** Opening Text for analysis block **

Chicago Gust

A Fresh Gust for the Windy City

Chicago Council Fails to Override Subminimum Wage Veto

Chicago City Council fell four votes short of overriding Mayor Brandon Johnson's veto of a measure to freeze the tipped worker subminimum wage phase-out.

3 min read

Chicago City Council failed Wednesday to override Mayor Brandon Johnson’s veto of a measure that would have frozen the subminimum wage phase-out for tipped workers, delivering Johnson his third consecutive veto victory in as many years.

The override vote fell 30-19, four votes short of the 34 needed under City Council rules. The Illinois Restaurant Association and its aldermanic allies had spent weeks lobbying nine council members who represent wards with heavy restaurant concentrations, hoping to flip at least four of them. None moved.

Wednesday’s result means the hourly pay of Chicago’s restaurant servers, bartenders, and other tipped workers will continue rising toward parity with the standard minimum wage, tracking cost-of-living increases as originally scheduled.

Johnson vetoed the freeze last month, blocking a measure that would have locked tipped workers’ pay at 76% of the minimum wage. The restaurant industry had pushed for that pause, arguing that struggling Chicago establishments couldn’t absorb the added labor costs. Johnson didn’t buy it.

“It’s a victory for working people who need to have fair wages so they can afford to live in the city and stay in Chicago,” said Jason Lee, a senior mayoral adviser. “At a time when people are struggling to make ends meet, lowering people’s wages by potentially thousands of dollars a year would be counterproductive, and the mayor has advocated that we not do that.”

Johnson has now issued three vetoes in three years and defended all three. The first killed a snap curfew ordinance. The second blocked a proposed ban on the sale of most hemp-derived products in Chicago. The third, the one the council failed to override Wednesday, preserved the tipped-wage phase-out schedule.

That’s a clean sweep.

For a mayor who has struggled to pass his last two city budgets, watched a City Council majority reject his corporate head tax, and seen an alternative budget pass over his objections, the veto record is one of the few areas where Johnson has held firm and won. It doesn’t guarantee smoother sailing ahead, but it signals that his veto pen carries weight even when his broader legislative agenda doesn’t.

Proponents of the freeze, led by Illinois Restaurant Association President Sam Toia, knew going into Wednesday’s vote they didn’t have the numbers. They called it anyway. The logic, as Chicago Sun-Times reported, was more political than procedural.

** Closing Text for analysis block **
** Opening Record excerpts block **

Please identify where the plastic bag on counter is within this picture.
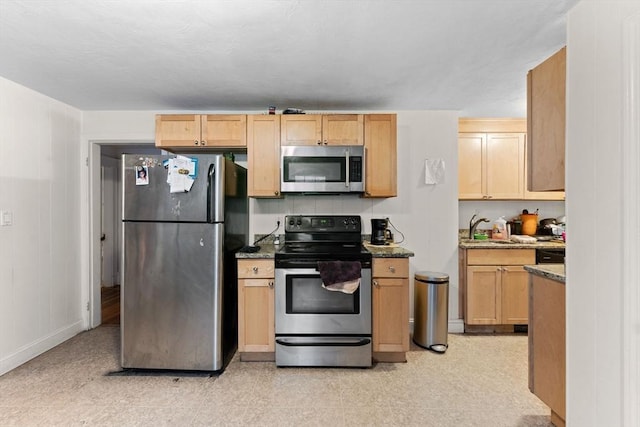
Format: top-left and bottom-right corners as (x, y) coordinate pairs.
(491, 216), (509, 240)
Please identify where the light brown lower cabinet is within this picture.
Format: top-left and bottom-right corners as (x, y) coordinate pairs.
(529, 274), (566, 427)
(372, 258), (409, 362)
(463, 249), (535, 326)
(238, 259), (275, 361)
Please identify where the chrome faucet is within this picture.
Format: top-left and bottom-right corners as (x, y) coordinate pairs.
(469, 214), (489, 239)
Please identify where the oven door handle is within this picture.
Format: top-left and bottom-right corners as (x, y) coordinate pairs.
(276, 338), (371, 347)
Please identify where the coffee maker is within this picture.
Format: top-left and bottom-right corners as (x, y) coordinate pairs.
(371, 219), (389, 245)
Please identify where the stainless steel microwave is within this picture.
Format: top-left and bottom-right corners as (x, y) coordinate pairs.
(280, 145), (365, 193)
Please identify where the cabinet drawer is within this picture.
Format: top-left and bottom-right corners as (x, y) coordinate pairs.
(372, 258), (409, 277)
(238, 259), (275, 279)
(467, 249), (536, 265)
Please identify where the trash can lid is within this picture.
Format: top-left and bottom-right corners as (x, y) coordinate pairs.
(416, 271), (449, 283)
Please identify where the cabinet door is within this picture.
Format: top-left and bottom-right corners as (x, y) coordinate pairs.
(372, 278), (409, 352)
(322, 114), (364, 145)
(156, 114), (201, 148)
(527, 48), (567, 191)
(524, 134), (565, 200)
(485, 133), (525, 199)
(458, 133), (487, 200)
(238, 278), (275, 352)
(364, 114), (398, 197)
(501, 265), (529, 325)
(247, 115), (280, 197)
(465, 266), (501, 325)
(202, 114), (247, 147)
(280, 114), (322, 145)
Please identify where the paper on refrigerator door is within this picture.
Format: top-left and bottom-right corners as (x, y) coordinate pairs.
(167, 156), (198, 193)
(424, 159), (444, 184)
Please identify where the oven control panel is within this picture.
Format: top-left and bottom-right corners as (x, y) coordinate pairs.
(284, 215), (362, 233)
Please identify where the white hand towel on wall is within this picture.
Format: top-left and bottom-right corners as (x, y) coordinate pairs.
(424, 159), (444, 184)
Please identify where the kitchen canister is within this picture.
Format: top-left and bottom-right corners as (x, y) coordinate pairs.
(520, 214), (538, 236)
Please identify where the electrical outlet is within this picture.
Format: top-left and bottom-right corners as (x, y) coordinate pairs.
(0, 211), (13, 226)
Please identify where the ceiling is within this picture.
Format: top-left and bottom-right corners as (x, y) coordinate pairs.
(0, 0), (579, 117)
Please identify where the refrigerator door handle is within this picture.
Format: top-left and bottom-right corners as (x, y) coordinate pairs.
(207, 163), (216, 223)
(207, 156), (225, 223)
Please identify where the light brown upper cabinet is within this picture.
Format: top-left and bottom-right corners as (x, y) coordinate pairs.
(458, 118), (564, 200)
(247, 115), (281, 197)
(458, 133), (525, 200)
(527, 47), (567, 191)
(280, 114), (364, 145)
(156, 114), (247, 150)
(364, 114), (398, 197)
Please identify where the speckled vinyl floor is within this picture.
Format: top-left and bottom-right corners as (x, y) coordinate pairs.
(0, 326), (551, 427)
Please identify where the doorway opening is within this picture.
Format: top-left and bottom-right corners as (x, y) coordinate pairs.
(93, 143), (162, 326)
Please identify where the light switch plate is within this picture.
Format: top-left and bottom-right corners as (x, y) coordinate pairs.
(0, 211), (13, 226)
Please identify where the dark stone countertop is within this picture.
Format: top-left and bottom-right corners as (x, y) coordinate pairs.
(236, 244), (415, 259)
(524, 264), (566, 283)
(458, 239), (566, 249)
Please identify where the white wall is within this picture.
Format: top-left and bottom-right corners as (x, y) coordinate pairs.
(83, 111), (462, 331)
(566, 0), (640, 427)
(0, 78), (87, 375)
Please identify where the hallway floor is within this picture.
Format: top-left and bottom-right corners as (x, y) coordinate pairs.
(0, 325), (551, 427)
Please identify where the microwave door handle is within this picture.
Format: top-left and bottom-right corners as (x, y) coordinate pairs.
(344, 148), (351, 188)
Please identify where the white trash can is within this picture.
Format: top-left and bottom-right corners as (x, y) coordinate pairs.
(413, 271), (449, 353)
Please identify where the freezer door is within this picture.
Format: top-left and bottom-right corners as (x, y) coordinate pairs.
(122, 154), (225, 222)
(121, 222), (229, 371)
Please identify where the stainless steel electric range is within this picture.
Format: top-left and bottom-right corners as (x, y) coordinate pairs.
(275, 215), (372, 367)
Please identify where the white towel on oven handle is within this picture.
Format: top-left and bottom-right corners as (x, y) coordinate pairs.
(322, 278), (360, 294)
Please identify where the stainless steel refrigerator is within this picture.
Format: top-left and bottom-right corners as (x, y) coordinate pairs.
(121, 154), (249, 371)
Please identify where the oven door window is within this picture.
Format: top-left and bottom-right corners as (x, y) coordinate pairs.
(286, 274), (360, 314)
(283, 156), (347, 182)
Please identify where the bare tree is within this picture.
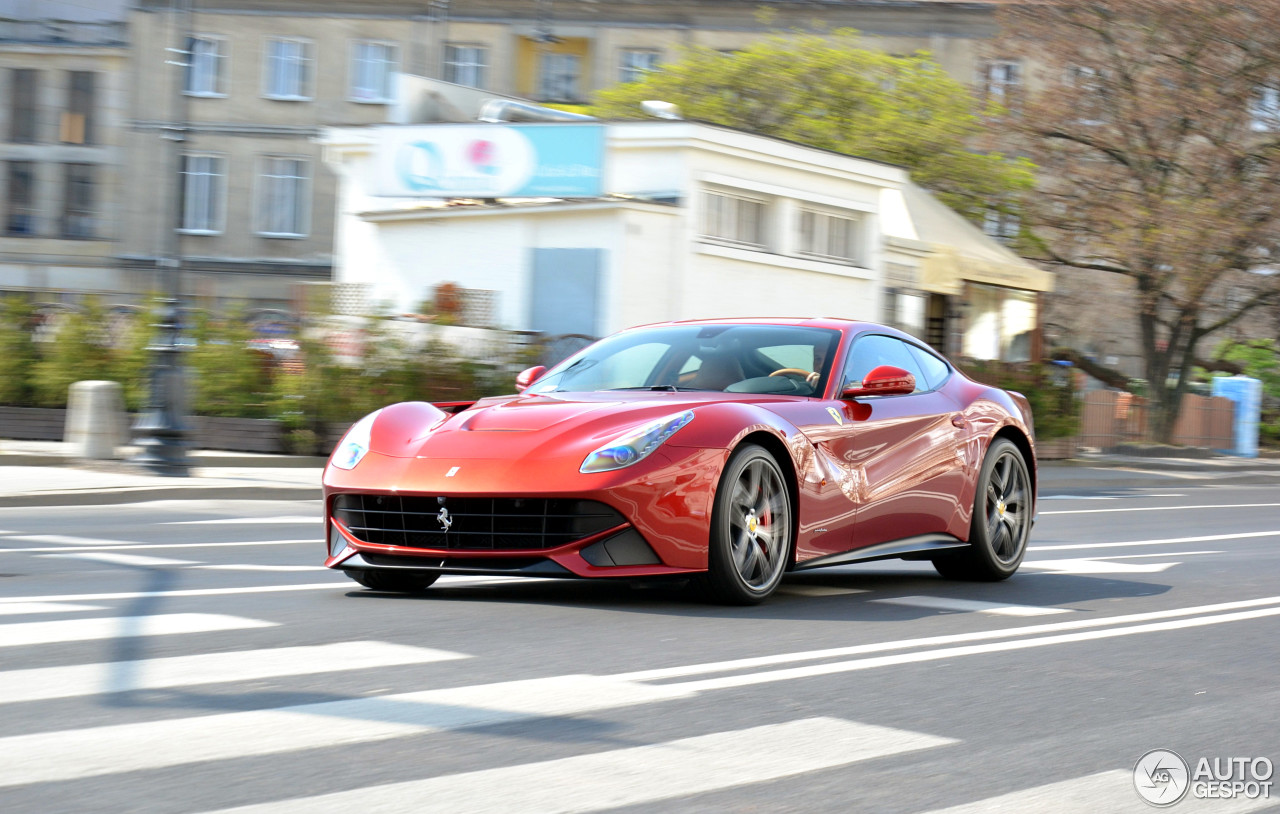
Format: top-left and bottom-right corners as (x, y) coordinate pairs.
(995, 0), (1280, 440)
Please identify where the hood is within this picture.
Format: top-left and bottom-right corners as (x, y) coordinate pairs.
(370, 392), (762, 459)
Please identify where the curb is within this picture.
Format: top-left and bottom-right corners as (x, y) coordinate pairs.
(0, 484), (323, 508)
(0, 452), (329, 470)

** Closing Record excerpts block **

■ What this task involves
According to the article about the Chicago tipped-wage veto, how many votes did the City Council need to override the mayor's veto? The material comes from a different source than the article.

■ Written response
34 votes.